◆ What to work on:
Please write out again every line starting with the first one and going on through the line with "[[995, 619], [1030, 202], [329, 178], [660, 160], [73, 77]]", shifting each point coordinate in the answers up by 57. Leave the pictures out of your answer.

[Location identification items]
↓

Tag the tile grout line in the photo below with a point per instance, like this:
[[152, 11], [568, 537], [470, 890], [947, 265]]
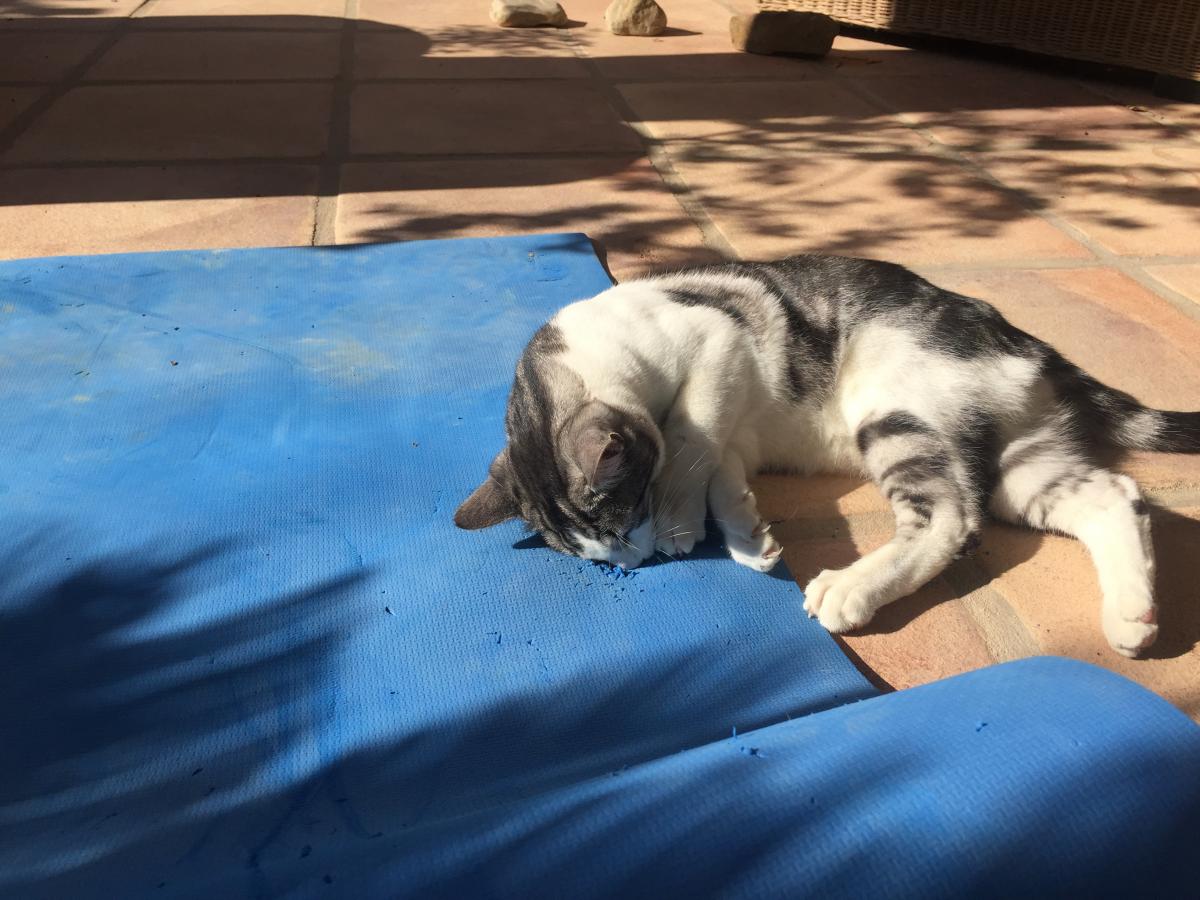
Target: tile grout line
[[995, 619], [1030, 202], [329, 178], [660, 160], [73, 77]]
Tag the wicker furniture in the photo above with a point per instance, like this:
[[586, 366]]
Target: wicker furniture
[[1161, 36]]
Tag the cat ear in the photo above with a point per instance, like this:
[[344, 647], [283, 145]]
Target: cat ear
[[490, 504], [600, 455]]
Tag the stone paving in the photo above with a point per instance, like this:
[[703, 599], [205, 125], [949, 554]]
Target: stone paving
[[1071, 203]]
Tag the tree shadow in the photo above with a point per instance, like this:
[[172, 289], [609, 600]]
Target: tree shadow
[[205, 107], [154, 747]]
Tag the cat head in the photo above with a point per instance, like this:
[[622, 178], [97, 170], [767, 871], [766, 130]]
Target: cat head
[[576, 471]]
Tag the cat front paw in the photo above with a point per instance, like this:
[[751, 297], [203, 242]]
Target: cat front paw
[[841, 600], [760, 551], [681, 539], [1131, 636]]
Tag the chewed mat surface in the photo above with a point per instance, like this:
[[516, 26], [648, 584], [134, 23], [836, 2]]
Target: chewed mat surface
[[244, 651]]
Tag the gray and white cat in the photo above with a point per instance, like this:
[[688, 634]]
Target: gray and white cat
[[637, 411]]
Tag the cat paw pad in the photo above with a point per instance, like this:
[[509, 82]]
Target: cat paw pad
[[1129, 637], [840, 599]]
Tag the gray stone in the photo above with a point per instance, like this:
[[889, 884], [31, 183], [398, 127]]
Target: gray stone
[[643, 18], [804, 34], [527, 13]]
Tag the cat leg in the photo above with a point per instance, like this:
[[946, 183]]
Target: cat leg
[[1060, 491], [937, 516], [736, 511], [694, 437]]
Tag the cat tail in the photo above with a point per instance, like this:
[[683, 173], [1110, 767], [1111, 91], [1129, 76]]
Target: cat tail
[[1116, 418]]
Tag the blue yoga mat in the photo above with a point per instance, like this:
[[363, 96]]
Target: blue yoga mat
[[244, 652]]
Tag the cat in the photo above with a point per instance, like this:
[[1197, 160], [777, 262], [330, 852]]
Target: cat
[[637, 412]]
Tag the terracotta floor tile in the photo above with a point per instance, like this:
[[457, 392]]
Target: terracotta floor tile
[[905, 207], [235, 13], [765, 118], [219, 57], [468, 52], [1185, 279], [1141, 201], [497, 118], [43, 55], [871, 60], [1024, 109], [15, 101], [179, 121], [1053, 586], [1116, 330], [448, 15], [1144, 101], [1145, 347], [619, 203], [94, 210]]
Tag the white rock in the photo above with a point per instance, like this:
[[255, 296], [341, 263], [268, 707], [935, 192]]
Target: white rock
[[527, 13], [643, 18]]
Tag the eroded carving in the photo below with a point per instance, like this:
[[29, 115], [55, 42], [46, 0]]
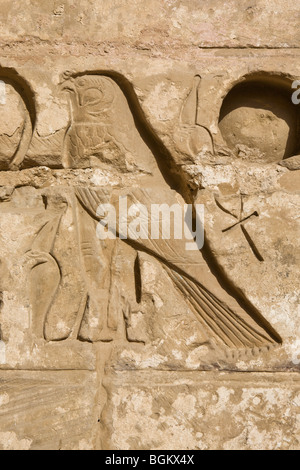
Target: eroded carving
[[17, 119]]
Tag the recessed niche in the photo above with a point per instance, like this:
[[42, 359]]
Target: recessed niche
[[259, 121]]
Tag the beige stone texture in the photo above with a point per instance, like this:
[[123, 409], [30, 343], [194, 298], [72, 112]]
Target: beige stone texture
[[125, 343]]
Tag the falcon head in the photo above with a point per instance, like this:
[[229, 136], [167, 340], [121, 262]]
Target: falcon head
[[91, 96]]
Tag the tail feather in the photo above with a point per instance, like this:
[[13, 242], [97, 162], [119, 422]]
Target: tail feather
[[226, 326]]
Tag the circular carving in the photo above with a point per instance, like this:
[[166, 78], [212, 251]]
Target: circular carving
[[259, 121]]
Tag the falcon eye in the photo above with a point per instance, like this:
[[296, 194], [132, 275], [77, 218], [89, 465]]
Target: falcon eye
[[92, 97]]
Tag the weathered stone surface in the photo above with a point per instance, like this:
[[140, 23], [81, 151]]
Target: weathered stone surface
[[133, 342]]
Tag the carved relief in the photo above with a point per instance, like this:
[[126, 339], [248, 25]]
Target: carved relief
[[106, 131], [258, 120], [191, 138], [17, 119]]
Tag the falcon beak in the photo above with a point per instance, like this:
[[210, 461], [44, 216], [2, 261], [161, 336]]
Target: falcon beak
[[67, 87]]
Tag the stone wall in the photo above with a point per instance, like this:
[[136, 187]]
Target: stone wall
[[126, 343]]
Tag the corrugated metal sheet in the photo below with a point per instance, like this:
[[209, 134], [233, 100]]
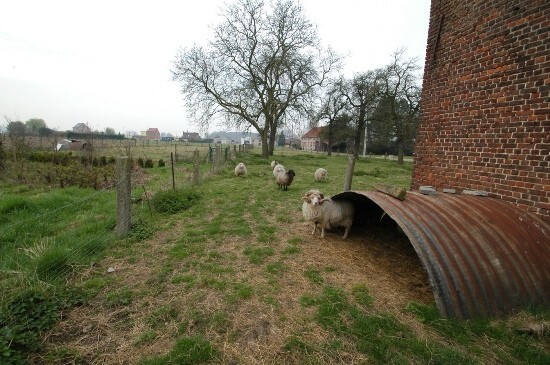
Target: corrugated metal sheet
[[483, 256]]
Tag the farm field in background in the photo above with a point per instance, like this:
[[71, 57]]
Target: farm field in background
[[235, 278]]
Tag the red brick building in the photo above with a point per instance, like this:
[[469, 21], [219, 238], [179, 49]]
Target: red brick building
[[311, 141], [484, 120]]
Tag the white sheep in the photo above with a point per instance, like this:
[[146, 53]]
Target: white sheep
[[278, 169], [327, 213], [284, 179], [240, 169], [311, 214], [321, 174]]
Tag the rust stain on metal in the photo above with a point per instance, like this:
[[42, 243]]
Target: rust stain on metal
[[483, 256]]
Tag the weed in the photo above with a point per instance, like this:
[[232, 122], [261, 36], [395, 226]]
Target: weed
[[314, 275], [258, 255], [174, 201], [187, 350], [119, 298]]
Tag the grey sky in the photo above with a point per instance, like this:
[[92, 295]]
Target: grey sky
[[107, 63]]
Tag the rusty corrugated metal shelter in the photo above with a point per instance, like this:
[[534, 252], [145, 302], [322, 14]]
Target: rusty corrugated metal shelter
[[483, 256]]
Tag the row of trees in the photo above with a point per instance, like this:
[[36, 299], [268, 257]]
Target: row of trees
[[265, 69], [34, 127], [38, 127], [380, 105]]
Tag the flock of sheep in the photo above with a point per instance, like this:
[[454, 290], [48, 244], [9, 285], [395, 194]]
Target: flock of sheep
[[323, 213]]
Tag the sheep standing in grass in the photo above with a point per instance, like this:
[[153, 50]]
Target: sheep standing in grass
[[240, 169], [327, 213], [284, 179], [311, 214], [321, 174], [278, 169]]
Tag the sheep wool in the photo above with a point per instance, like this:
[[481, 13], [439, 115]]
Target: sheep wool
[[284, 179], [278, 169], [321, 174], [240, 169], [327, 213]]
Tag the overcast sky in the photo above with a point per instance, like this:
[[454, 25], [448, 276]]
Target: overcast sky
[[107, 62]]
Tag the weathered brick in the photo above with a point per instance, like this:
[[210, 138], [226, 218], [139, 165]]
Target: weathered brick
[[484, 120]]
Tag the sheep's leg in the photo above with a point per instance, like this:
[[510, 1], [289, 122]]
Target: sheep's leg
[[346, 233]]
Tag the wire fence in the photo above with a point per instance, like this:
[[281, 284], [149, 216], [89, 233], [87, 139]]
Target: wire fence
[[46, 234]]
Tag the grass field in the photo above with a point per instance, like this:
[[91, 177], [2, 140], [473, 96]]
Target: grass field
[[233, 278]]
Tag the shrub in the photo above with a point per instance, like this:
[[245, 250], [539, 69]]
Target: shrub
[[21, 323], [173, 201]]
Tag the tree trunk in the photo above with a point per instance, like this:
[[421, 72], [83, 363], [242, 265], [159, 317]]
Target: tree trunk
[[330, 133], [349, 173], [272, 137], [265, 146], [400, 152]]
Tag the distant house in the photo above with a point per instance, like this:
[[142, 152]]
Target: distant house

↑

◆ Answer to the exercise:
Tag the tile grout line in the photo below with a point per instance, like this:
[[152, 11], [568, 537], [470, 890], [947, 265]]
Target: tile grout line
[[1052, 676], [1087, 259], [386, 235], [717, 217], [130, 134]]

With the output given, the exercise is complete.